→ **Provided data**
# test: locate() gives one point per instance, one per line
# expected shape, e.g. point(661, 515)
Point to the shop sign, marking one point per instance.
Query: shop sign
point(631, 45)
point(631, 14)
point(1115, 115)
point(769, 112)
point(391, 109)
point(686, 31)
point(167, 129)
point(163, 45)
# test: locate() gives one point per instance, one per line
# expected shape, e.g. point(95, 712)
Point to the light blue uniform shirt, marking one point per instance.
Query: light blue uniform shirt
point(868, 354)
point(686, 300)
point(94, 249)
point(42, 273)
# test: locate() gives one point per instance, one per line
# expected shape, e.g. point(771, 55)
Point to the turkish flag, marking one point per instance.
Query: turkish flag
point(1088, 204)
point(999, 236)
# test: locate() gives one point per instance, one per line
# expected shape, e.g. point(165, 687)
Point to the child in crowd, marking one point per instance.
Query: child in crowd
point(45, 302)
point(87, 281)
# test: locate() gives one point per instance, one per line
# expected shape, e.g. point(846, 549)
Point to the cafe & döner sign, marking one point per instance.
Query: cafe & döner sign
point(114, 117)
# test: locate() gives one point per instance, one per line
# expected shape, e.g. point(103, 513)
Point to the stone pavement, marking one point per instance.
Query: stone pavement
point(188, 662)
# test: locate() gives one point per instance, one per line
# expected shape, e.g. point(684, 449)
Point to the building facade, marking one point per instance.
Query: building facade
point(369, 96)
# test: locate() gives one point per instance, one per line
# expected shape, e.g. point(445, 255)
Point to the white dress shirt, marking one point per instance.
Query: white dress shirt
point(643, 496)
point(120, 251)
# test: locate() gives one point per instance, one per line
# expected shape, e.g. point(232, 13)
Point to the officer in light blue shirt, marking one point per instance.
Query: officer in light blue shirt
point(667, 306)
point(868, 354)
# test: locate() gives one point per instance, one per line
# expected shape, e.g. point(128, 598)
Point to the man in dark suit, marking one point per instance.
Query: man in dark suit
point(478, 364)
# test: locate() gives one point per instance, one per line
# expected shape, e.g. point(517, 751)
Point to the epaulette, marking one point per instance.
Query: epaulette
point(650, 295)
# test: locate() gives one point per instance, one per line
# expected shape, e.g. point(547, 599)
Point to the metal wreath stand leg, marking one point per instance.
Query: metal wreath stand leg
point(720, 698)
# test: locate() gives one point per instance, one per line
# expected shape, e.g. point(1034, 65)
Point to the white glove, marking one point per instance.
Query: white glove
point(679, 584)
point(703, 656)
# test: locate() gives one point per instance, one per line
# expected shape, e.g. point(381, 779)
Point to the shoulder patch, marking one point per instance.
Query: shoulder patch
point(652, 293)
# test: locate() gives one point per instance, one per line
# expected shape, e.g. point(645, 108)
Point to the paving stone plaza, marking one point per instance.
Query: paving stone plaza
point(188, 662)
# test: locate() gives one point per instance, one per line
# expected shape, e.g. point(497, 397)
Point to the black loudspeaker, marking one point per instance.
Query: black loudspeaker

→ **Exercise objective**
Please reproduce each record precisely as written.

→ **The result**
# test: locate() gives one point per instance, one per line
# expected shape, e.g. point(661, 515)
Point to the shop sign, marking one point per instance.
Query: shop sign
point(631, 45)
point(631, 14)
point(1115, 115)
point(769, 112)
point(391, 109)
point(686, 31)
point(167, 129)
point(163, 45)
# test: locate() gives one point per instance, one per line
# expected shape, e.g. point(95, 712)
Point to the light blue uniform shirt, marking one point per instance.
Query: light blue uniform shirt
point(868, 354)
point(686, 300)
point(94, 249)
point(42, 273)
# test: locate() gives one point per instance, one per line
# expected shape, e.g. point(771, 55)
Point to the turkish flag, marking one point per instance.
Query: turkish flag
point(1088, 204)
point(999, 236)
# test: locate() gives one point per instance, one per line
# expected shape, e.g. point(165, 687)
Point to the child in crowd, marking one point per instance.
Query: child in crowd
point(45, 302)
point(87, 281)
# test: locate() gives one point per instance, one per line
# expected shape, e.g. point(846, 549)
Point to the cafe & döner sign, marking one point per instance.
Query: cafe & döner sign
point(114, 117)
# test: locate() gives one point per instance, one per line
# expected shape, e.g. point(103, 513)
Point to the stone pavement, marking one point per instance.
Query: stone pavement
point(188, 662)
# test: locate() gives one point per instance, one per line
# expected shape, e.g. point(684, 449)
Point to the building facade, marking one point per instance.
Query: building facade
point(369, 96)
# test: locate() gives one point per instance, one per line
# expected shape, e.g. point(445, 255)
Point to the white dress shirt, marking one point per instance.
Query: white dress shirt
point(643, 496)
point(120, 251)
# test: locate() gives one point per instance, one per line
# expected shape, e.g. point(232, 13)
Point to the officer in light blue shirt, marking one point per instance.
Query: officer in light blue shirt
point(667, 306)
point(868, 354)
# test: locate() gives one point per instance, one per line
# expected shape, e.g. point(128, 598)
Point to the man in dark suit, marking one point per instance.
Query: man in dark suit
point(478, 364)
# test: locate() gives one point per instance, one per line
# expected shape, e.g. point(517, 751)
Point to the epaulette, marking one point per instance.
Query: epaulette
point(650, 295)
# test: locate() gives one point per instance, one per line
# expected shape, e.g. point(547, 599)
Point to the metal wreath stand leg, marking one point per instance.
Query: metal wreath stand leg
point(720, 698)
# test: locate() gives one point per instance, one per line
# expected shape, e.g. point(1034, 65)
Point to the white glove, marking one point per instance.
Query: white glove
point(679, 584)
point(703, 656)
# test: locate() gives one point per instance, one per line
# expected shape, e.g. point(381, 779)
Point to the shoulder patch, marking one point per instance.
Query: shoulder patch
point(652, 293)
# test: locate() gives one point per instance, one per line
# expected shape, e.g. point(645, 108)
Point to the paving stone plaza, marking one point per instance.
Query: paving stone plaza
point(188, 662)
# test: locate() gives one point per instance, one per line
# expected shape, e.g. point(497, 397)
Point to the black loudspeaker, marking one point per instance.
Query: black loudspeaker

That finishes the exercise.